● **TEXT DES DOKUMENTS**
<<<<
Achtung: Aprilscherz
Dass viele Dinosaurier – nicht nur die, die wir heute als Vögel kennen – Federn hatten, dürfte für die meisten Leserinnen das Blogs ja keine große Neuigkeit sein. Vermutlich waren auch große Raubsaurier, wie der Tyrannosaurus, gefiedert, darauf deuten zumindest Fossilien wie das des Yutyrannus hin. Aber ob Tyranosaurus rex selbst Federn hatte und welcher Art diese Federn waren, das war bisher reine Spekulation.
Aber damit ist es nun vorbei. Ein sensationelles Fossil zeigt nicht nur, dass zumindest jugendliche Tyrannosaurier Federn hatten, sondern auch, dass diese Federn wesentlich spektakulärer waren als man bisher annahm. Das Fossil stammt aus dem oberen Antwerpian (einer Zeit kurz vor dem Aussterben der Dinos) und wurde gerade auf einer Pressekonferenz von gleich drei berühmten Paläontologinnen vorgestellt, nämlich Paul Sedato, Phil Cayenne und Tom Woodtz. Es handelt sich um Bein- und Schwanzknochen eines jugendlichen Tyrannosaurus. Dieses Bild zeigt die beiden gut erhaltenen Beinknochen in ihrer umliegenden Matrix:
Quelle s.u.
>>>>
● **BEREITGESTELLTE DATEN**
<<<<
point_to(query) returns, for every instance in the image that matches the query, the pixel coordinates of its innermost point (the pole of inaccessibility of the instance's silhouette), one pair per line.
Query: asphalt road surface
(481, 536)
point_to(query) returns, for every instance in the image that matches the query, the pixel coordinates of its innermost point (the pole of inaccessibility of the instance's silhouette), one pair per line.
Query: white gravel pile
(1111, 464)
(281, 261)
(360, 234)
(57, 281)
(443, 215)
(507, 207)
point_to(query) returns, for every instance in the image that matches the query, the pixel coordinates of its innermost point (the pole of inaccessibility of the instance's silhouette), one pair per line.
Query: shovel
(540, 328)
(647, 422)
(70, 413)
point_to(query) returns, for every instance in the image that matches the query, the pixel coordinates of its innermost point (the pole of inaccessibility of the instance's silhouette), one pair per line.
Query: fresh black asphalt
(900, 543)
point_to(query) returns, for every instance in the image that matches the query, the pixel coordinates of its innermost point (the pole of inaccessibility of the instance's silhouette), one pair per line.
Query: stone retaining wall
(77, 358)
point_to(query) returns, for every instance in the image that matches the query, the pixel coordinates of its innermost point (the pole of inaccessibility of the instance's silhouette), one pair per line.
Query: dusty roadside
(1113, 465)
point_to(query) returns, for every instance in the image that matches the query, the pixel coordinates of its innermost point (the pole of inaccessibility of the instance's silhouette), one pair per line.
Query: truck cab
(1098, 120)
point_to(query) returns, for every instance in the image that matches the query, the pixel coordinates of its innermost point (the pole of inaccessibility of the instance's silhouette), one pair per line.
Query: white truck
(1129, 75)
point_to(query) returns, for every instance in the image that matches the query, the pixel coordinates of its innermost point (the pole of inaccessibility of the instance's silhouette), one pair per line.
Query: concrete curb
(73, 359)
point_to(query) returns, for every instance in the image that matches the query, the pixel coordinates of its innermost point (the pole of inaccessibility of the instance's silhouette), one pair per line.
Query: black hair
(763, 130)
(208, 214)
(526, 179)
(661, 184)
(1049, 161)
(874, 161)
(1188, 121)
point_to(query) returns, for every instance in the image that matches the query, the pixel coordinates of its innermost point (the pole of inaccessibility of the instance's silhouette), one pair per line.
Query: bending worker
>>>>
● **AUFGABEN**
[1] Welches Fossil deutet dem Text über gefiederte Tyrannosaurier zufolge darauf hin, dass auch große Raubsaurier Federn trugen?
[2] Führe den Text über gefiederte Tyrannosaurier im Anschluss an seinen letzten Satz weiter.

● **LÖSUNGEN IN REIHENFOLGE**
[1] Das Fossil des Yutyrannus.

[2]
Das Besondere am Bild ist natürlich sofort zu erkennen: An den Beinknochen sind die Abdrücke von Federn erhalten, und zwar nicht bloß von kleinen, haarähnlichen Dingen, sondern von richtig langen und ausgeprägten Federn, wie man sie ziemlich ähnlich zum Beispiel vom Archaeopteryx kennt.
Zunächst herrschte Uneinigkeit darüber, ob es sich um das Fossil eines jugendlichen T.rex oder um eine neue Art handelte (die den Namen Tyrannopteryx bekommen sollte), aber eine genaue Analyse der Knochen zeigte, dass der dreiecksförmige Muskelansatz des Oberschenkels (im Bild etwa am oberen Drittel des Bildes) eine Winkelsumme von 179,6° hat, was ziemlich genau dem Wert entspricht, den man für Tyrannosaurier kennt. Daraus kann also ziemlich sicher geschlossen werden, dass es sich tatsächlich um einen jugendlichen Tyrannosaurus handelt.
Hier eine Rekonstruktion des jungen T. rex mit seinen Bein- und Schwanzfedern (die Federn an den Vorderbeinen sind allerdings spekulativ), links vorn maßstabsgetreu zum erwachsenen T. rex, rechts eine vergrößerte Darstellung:
Quelle s.u.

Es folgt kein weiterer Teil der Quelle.